-- start INPUT DATA --

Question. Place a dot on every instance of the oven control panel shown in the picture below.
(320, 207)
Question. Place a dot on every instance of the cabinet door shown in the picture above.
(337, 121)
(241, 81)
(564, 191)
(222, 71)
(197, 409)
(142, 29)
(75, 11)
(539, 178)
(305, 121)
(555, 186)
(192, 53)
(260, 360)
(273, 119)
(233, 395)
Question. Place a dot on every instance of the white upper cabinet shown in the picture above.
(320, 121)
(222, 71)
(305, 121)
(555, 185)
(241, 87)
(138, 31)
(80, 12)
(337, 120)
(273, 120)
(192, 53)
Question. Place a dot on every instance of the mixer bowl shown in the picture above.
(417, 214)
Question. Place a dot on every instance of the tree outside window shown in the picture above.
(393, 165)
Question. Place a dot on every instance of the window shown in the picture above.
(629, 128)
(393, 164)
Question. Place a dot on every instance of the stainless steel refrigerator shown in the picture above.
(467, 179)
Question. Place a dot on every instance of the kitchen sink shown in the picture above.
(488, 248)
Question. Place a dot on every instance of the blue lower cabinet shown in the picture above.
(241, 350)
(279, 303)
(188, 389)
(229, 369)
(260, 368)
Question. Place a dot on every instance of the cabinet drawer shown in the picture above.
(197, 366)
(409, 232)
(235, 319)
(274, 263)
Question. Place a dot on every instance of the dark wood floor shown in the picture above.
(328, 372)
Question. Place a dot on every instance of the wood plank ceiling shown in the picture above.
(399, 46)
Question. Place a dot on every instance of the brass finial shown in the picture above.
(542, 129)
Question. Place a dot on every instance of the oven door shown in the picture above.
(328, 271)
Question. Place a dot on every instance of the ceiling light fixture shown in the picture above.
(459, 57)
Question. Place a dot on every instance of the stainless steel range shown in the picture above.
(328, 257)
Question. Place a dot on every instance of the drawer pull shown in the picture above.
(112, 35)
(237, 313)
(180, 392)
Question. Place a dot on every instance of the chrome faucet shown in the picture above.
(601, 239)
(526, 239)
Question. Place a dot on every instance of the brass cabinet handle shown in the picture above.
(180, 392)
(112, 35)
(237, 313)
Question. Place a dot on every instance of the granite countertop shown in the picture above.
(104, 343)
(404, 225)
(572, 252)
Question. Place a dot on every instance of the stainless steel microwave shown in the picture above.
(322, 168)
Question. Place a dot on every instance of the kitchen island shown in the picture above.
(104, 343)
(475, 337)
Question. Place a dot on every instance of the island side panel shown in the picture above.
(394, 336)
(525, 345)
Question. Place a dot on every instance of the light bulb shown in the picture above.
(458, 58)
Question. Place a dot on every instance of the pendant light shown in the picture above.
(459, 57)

-- end INPUT DATA --

### WRITTEN TASK
From the first line to the last, please quote the material above exactly.

### WRITTEN RESPONSE
Question. Place a dot on every instance of the oven control panel shown in the picture below.
(320, 207)
Question. Place a dot on every instance of the cabinet door shown in the picture above.
(337, 121)
(241, 81)
(564, 191)
(222, 71)
(197, 409)
(142, 29)
(75, 11)
(539, 178)
(305, 121)
(555, 186)
(192, 53)
(260, 360)
(273, 119)
(233, 395)
Question. Place a dot on every instance of the white upper cabinet shown in the picture above.
(320, 121)
(222, 71)
(305, 121)
(555, 185)
(241, 87)
(138, 31)
(80, 12)
(337, 120)
(273, 120)
(192, 53)
Question. Place a dot on every instance of the mixer bowl shown in the picture above.
(417, 214)
Question. Place a dot on every instance of the tree outside window shown in the picture above.
(393, 165)
Question. Place a dot on every instance of the window shown in the picture above.
(629, 128)
(393, 164)
Question. Place a dot on every instance of the stainless steel refrigerator shown in the picture above.
(467, 179)
Question. Place a dot on every instance of the kitchen sink shown in the picture above.
(488, 248)
Question. Place a dot on every instance of the blue lower cabinet shown in the picture above.
(241, 350)
(279, 303)
(188, 389)
(229, 369)
(260, 368)
Question. Place a dot on every instance of the cabinet drawer shown in the picture above.
(197, 366)
(409, 232)
(235, 319)
(274, 263)
Question. Place a dot on every instance of the dark wood floor shown in the picture above.
(328, 372)
Question. Place a dot on every instance of the wood plank ceiling shown in the picture above.
(399, 46)
Question. Place a dot on every instance of the brass finial shown in the picture above.
(542, 129)
Question. Place a dot on every instance of the oven door shown in the picture above.
(328, 271)
Question. Place a dot on every instance of the ceiling light fixture shown in the picture above.
(459, 57)
Question. Place a dot on every instance of the stainless steel range shown in the picture above.
(328, 257)
Question. Place a dot on every instance of the drawer pull shown in the picture above.
(112, 35)
(237, 313)
(180, 392)
Question. Place a dot on every instance of the chrome faucet shown in the picture above.
(601, 239)
(526, 239)
Question. Place a dot on every instance of the brass cabinet handle shown in the picture above.
(180, 392)
(112, 35)
(237, 313)
Question. Place a dot on every instance of the granite countertop shown in the picture above.
(104, 343)
(404, 225)
(572, 252)
Question. Place a dot on every instance of the stainless steel microwave shown in the picture above.
(322, 168)
Question. Place a dot on every instance of the kitchen island shown in the picture above.
(104, 343)
(475, 337)
Question. Place a dot on every instance of the island side panel shown in the picture above.
(394, 336)
(525, 345)
Question. Place a dot on every instance of the light bulb shown in the picture above.
(458, 58)
Question. Place a dot on every instance of the pendant light shown in the picture above.
(459, 57)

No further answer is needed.